PASSAGE PROVIDED:

start

The distress, the icy embarrassment which I provoked, taught me that I had committed a terribly tactless faux pas. It was almost obscene to talk so much about Jews and Jewishness. "But you're a Jewish racist!" they told me, only half jesting. "Doesn't anybody interest you but the Jews?" Far from it, I was interested in a lot more than just the Jews; but I did not see why I should be disinterested in them. When the proletariat fights, it fights quite naturally for itself; who would have dreamed of reproaching them for it? One could argue with the colonized concerning the opportuneness of his battle, never about the meaning and the legitimacy of his liberation. If I am a democratic Jew, should I never announce myself as such, or openly put in a claim for myself and my people? Why would I have been of the Left if I myself did not suffer from serious injustices? Certainly other men suffered under diverse oppressions, and I was determined to participate in all these just causes. But was there a more foolish or artificial policy (more non-Marxist in the final analysis) than to ask someone to fight only against an injustice of which he is not a victim?

Here again we are up against a very old and very miserable argument. The Jew-of-the-Left does not deny that the Jew is a victim and that he must also fight for him. But this battle must not be "provocative." His discretion and his silence are tactical measures. Ah! A fine phrase, one that we have found convenient for a long time! It deserves a place of honor among the comic phrases of our time. Anti-Semitism is supposed to be a slander, an aberration of the anti-Semite. The anti-Semite believes, or pretends to believe, in the existence of a repugnant, harmful character, who is the Jew. Must we, they ask, by speaking of it, give substance to this delirium? Aggravate it by heralding it? Isn't it better, tactically speaking, not to discuss it? Moreover, the non-Jewish masses do not understand this particular battle in favor of the Jews: tactically, isn't it perhaps better not to usurp their attention from more decisive battles?

[...]

Tactically it is better for the Jew to fight with a party of the Left. Granted. But then you must admit that the situation was hardly gratifying. I have known many Communist and Socialist Jews, which is not surprising since half the intellectual and bourgeois Jews in Tunisia were either one or the other. Was it this famous tactic which made them appear shamefaced and embarrassed about themselves as soon as they had to deal with the Jewish aspect of their lives? Or was the so-called tactic not just one more expression of the banal self-rejection of every Jew? Whatever the cause, it resulted in their absolute uselessness for everything concerning the affairs of the Jewish community. And as they never had the slightest influence on the other communities, you can measure the amplitude of their success. This was because they were Jews, because of this Jewishness which they pretended to ignore and which the others, those for whom these men of good will and undeniable courage labored, never ceased to consider.

[...]

The Jew-of-the-Left, if he recognizes himself as such, is under the impression that he is playing a game of billiards: he hits one ball in the hope of its hitting another. He hopes for the salvation of the Jews (for in any case he desires the salvation of all men), but he believes it is possible only indirectly; he wants to fight for the revolution and believes that it in turn will save the Jew. Apparently the reasoning is not absurd, but from a practical point of view can we expect our salvation to come from others? What could we expect from the forces of the Left?

end

Collected data
start

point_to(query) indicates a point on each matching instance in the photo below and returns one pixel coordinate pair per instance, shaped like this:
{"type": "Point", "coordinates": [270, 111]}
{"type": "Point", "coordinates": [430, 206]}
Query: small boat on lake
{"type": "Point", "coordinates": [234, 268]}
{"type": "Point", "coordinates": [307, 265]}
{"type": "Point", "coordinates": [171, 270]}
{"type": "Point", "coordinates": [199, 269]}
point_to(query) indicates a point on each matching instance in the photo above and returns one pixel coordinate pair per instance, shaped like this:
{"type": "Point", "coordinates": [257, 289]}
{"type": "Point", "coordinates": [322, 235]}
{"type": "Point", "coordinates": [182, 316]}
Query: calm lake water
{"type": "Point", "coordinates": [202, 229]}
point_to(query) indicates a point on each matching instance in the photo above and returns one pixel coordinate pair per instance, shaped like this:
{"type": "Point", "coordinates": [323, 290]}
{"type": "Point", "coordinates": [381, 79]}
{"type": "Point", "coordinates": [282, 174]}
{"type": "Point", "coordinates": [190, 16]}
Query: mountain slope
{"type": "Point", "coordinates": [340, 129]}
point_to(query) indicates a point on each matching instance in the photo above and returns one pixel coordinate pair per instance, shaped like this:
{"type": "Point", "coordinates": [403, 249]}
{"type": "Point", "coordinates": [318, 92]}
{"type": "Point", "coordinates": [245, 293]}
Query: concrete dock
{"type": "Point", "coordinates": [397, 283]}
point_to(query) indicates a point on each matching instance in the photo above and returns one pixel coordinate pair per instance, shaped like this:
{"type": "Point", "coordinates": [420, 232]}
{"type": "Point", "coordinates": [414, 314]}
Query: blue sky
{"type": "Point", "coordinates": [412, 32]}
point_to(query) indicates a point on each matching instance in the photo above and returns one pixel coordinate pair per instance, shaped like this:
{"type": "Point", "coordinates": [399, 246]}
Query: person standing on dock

end

EXERCISE SET:
**A.** In the passage on the Jew-of-the-Left, transcribe everything from "The Jew-of-the-Left, if" down to "of the Left?".
**B.** According to the passage on the Jew-of-the-Left, what share of the intellectual and bourgeois Jews in Tunisia were either Communists or Socialists?
**C.** Resume the passage on the Jew-of-the-Left, picking up after its final sentence.

SOLVED PROBLEMS:
**A.**
The Jew-of-the-Left, if he recognizes himself as such, is under the impression that he is playing a game of billiards: he hits one ball in the hope of its hitting another. He hopes for the salvation of the Jews (for in any case he desires the salvation of all men), but he believes it is possible only indirectly; he wants to fight for the revolution and believes that it in turn will save the Jew. Apparently the reasoning is not absurd, but from a practical point of view can we expect our salvation to come from others? What could we expect from the forces of the Left?

**B.** Half of them were either Communists or Socialists.

**C.**
I will say it loud and clear: not much. In any case once and for all I convinced myself that an oppressed person must never expect others to hand him his liberation.

[...]

It would be absurd to reproach people with not having been as threatened and unhappy as we. I simply say that, because the stakes were never the same, the Democrat's fight for the Jew always had overtones of "in favor of the Jew." At best, he fights for the Jew because he fights for all the oppressed. But it is always graciousness on his part. The Jew must depend on the good will of the Democrats for his security, his safety. The Jew must hope for his salvation indirectly and the Democrat will give it to him indirectly.

[...]

I maintain that a certain rejection of the Jew, be it clear or confused, is part of the thought of the very great majority of Occidental Socialists. I add that it is not even an aberration or contradictory to revolutionary practice as it has in fact existed in Russia and elsewhere. And I am perfectly aware of the gravity of what I am writing: the failure of the European Left, with regard to the Jewish problem, was no accident.

[...]

Certainly Marx, in his turn, passionately sought, like all of us, a solution to the Jewish drama. But for the sake of convenience, coherence with his own philosophy, and because of his dogmatic approach, he proposed an abstract image of the Jew and of the Jewish fate. Wishing to define the Jew in opposition to his contemporary Bruno Bauer who characterized him by his religion, he reduced him to an economic figure; the Jew became practically synonymous with the bourgeoisie. The Marxist solution is easily derived from this process: the end of the bourgeoisie, in other words, the revolution, will put an end to the Jewish drama through the disappearence of the Jew himself.

[...]

But extending this observation to the absolute, Marx condenses all Jewish existence into its economic aspect.

(In passing, it is interesting to note that the Marxist reduction coincides with the anti-Semitic accusation, which also makes the Jew out to be an absolute economic figure.)

And, most unfortunately, Marx's essay "The Jewish Question," which is his worst sociological work, has become the Marxist Bible for everything concerning the Jews. This has resulted in the immense dilemma of post-Marxist thought on this subject, and a plan of action, or rather non-action, which is perfectly sterile.

If the Jew is an economic figure, synonymous with the middle class, how can we still class him with the oppressed? Why would anyone fight for him? Despite the efforts of a few theorists like A. Léon, for whom the Jewish people are a class-people, or Lenin's late discovery of the Jewish proletariat, this hesitation will never be completely removed. It will torment the Jew-of-the-Left. In fact Marxism proposed to the Jew-of-the-Left an image of himself which at best is doubtful: the Jew-of-the-Left cannot like himself as such. From a practical standpoint, what then can he do? The truth is that he doesn't want to do anything.

Moreover, nothing can be directly done for the Jew since the final goal is his suppression. There can be no particular policy in favor of the Jews, neither before nor after the revolution.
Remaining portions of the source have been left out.